Entries for pointing at labeled objects:

■ ■ ■ ■

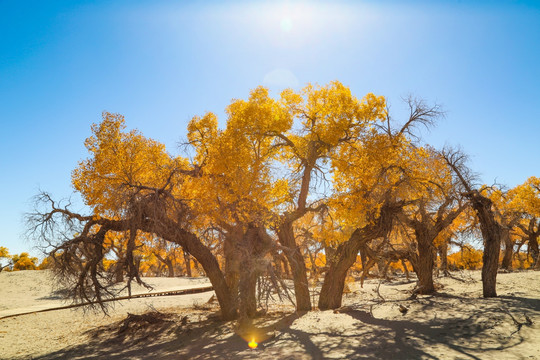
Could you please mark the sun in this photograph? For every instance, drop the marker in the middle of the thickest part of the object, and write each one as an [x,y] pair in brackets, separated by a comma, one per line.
[252,344]
[286,24]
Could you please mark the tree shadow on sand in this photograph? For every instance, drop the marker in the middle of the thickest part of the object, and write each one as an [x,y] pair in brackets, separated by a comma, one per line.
[428,331]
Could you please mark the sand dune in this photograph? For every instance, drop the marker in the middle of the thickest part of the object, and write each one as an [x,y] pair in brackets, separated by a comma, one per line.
[456,323]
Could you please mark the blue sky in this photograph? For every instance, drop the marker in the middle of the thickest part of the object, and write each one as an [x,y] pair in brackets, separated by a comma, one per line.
[161,62]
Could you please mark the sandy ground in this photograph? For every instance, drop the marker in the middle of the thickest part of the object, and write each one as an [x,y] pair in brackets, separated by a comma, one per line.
[456,323]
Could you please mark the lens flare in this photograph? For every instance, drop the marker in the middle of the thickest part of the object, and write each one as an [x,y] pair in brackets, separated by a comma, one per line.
[252,344]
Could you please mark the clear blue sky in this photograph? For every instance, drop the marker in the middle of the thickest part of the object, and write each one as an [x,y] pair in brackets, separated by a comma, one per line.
[161,62]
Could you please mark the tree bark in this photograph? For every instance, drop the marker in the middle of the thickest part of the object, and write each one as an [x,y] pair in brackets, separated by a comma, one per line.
[443,253]
[345,256]
[424,266]
[534,249]
[297,265]
[492,233]
[508,251]
[187,261]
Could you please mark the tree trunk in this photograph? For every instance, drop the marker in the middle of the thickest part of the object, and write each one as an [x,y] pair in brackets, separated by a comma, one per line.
[170,266]
[334,280]
[298,266]
[443,253]
[345,256]
[405,269]
[492,234]
[508,251]
[232,262]
[195,247]
[424,266]
[187,261]
[533,249]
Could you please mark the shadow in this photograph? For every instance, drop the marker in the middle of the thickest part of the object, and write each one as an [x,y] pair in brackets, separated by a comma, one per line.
[431,329]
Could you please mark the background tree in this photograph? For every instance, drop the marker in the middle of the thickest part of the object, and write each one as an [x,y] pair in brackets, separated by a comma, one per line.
[492,230]
[525,200]
[24,261]
[4,254]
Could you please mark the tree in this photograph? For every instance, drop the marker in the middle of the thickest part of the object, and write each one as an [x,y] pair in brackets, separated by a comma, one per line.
[492,230]
[525,200]
[24,262]
[4,254]
[438,204]
[373,181]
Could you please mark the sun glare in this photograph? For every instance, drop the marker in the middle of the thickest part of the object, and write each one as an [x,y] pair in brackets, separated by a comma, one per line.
[286,24]
[252,344]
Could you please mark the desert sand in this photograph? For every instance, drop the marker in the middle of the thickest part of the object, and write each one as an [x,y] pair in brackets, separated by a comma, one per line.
[455,323]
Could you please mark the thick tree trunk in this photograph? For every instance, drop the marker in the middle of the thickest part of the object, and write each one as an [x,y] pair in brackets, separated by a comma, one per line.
[232,263]
[345,256]
[508,251]
[334,280]
[193,245]
[534,249]
[118,272]
[492,245]
[443,253]
[170,266]
[424,266]
[297,265]
[405,269]
[187,262]
[492,233]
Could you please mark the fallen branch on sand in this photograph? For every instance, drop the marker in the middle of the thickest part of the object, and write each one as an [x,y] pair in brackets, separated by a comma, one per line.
[137,296]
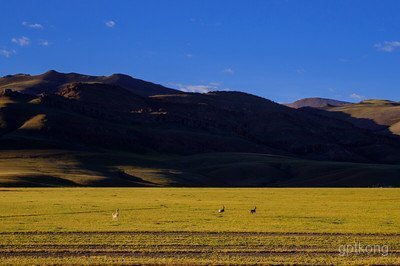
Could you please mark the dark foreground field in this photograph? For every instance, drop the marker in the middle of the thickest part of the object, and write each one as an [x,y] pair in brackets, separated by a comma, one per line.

■ ■ ■ ■

PROBLEM TO WORK ON -
Reproduce all of the entries above word for word, omitting the pictures.

OUTPUT FOR THIS TASK -
Could you please mark the sun in this photograph? For every instance, drop the marker in the middle of the thickest part of the object, and write each one as an [x,y] pair in brackets, separated by a comma, one per line.
[252,344]
[286,24]
Could you please mark the tree shadow on sand in this photograph? For every instance, drop the marker in the middle of the thickest part of the object, and write each one as an [x,y] pair in brackets, separated by a comma, one per line.
[428,331]
Could you please mark the sand dune in this photograph? For every instance, drop the marker in the middle of the thickest part of the object, and write each one as an [x,y] pair in brackets, separated by a comma, one per line.
[456,323]
Could you please mark the blue sky in this photograph? For every instance, drop the marker in the middle of the thickest part of the object, and write each one as an [x,y] pair in brackets, separated by a comma, one per line.
[161,62]
Could you please mark the sandy ground in this photograph? For every instance, drop the marker in the middle of the thickest part of the object, and write each one as an [x,y] pair in brackets, separated by a comma, one per line.
[456,323]
Could you please mark the lens flare in this photograph? For every instance, drop the marker in the middle of the thickest part of the object, and write each one as an [x,y] pair in brackets, separated by a comma, one per line.
[252,344]
Could you please mark the clear blue sky in this photograph? For every instance, drop the marker in the middle of the thickest part of the object, and write each one as an [x,y] pair in brackets, separated by a comma, one per line.
[161,62]
Could you please mark the tree bark in this photograph? For every instance, drop the marker in the middle of the thickest part of the object, and write each one as an [x,y] pair in brackets, separated by a comma, one per line.
[443,253]
[345,256]
[424,266]
[534,249]
[297,265]
[492,233]
[508,251]
[187,261]
Could you please mark the tree trunk in this photograph? For every instance, drop the marker in the middle of the thickest part of the object, and write each one as an [x,y] pair in brackets, separated by a comma, one per line.
[170,266]
[334,280]
[298,266]
[443,253]
[345,256]
[405,269]
[492,234]
[508,251]
[232,262]
[195,247]
[424,266]
[187,261]
[533,249]
Could you please mark the shadow in this photograph? For every instance, drop the marker in the middle of the thickest part of the object, and write each one as an [x,y] pair in brackets, separated by a comma, one per line.
[431,329]
Could you please mark the background tree in this photograph? For every instance, drop the marker in the middle of the thickest part of the object, and write each one as an [x,y] pair in brackets, separated by a comma, one per line.
[492,230]
[525,200]
[24,261]
[4,254]
Could you please mark the tree in this photograph? For every instance, drop the marker in the middle of the thickest part of the object, and write each one as an [x,y] pair in brackets, separated by a comma, one per line.
[492,230]
[525,200]
[24,262]
[4,254]
[438,204]
[373,181]
Could you please mark the sun glare in this photograph? For every instance, drop the marker in the middle of the thickest part of the object, and write each one as an [x,y] pair in brackets, separated by a comma, one per line.
[286,24]
[252,344]
Could you please mark the desert sand in this photograph? For every instance, drop the marker in the middle of the thickest part of the object, and write each one as an [x,y] pair in brackets, separated by a comma, one per line.
[455,323]
Could you please mark the thick tree trunk in this photograph? For every instance, drop the marker in the middle of the thickest part of the object, and write each one as an [x,y] pair in brackets, separated by a comma, one per line.
[232,263]
[345,256]
[508,251]
[334,280]
[193,245]
[534,249]
[118,272]
[492,245]
[443,253]
[170,266]
[424,266]
[297,265]
[405,269]
[187,262]
[492,233]
Could you please mark the fallen branch on sand in this photograph? For every instance, drop the marker in the middle of the thickest part of the object, and write each one as an [x,y] pair in brackets, separated by a comma, one per line.
[137,296]
Could you please mark the dark foreground field in this photograph? For every instance, drop the marker in the middle of the thickest part of the object, and write each one as an [x,y] pair in brackets, separated by a comma, one per line.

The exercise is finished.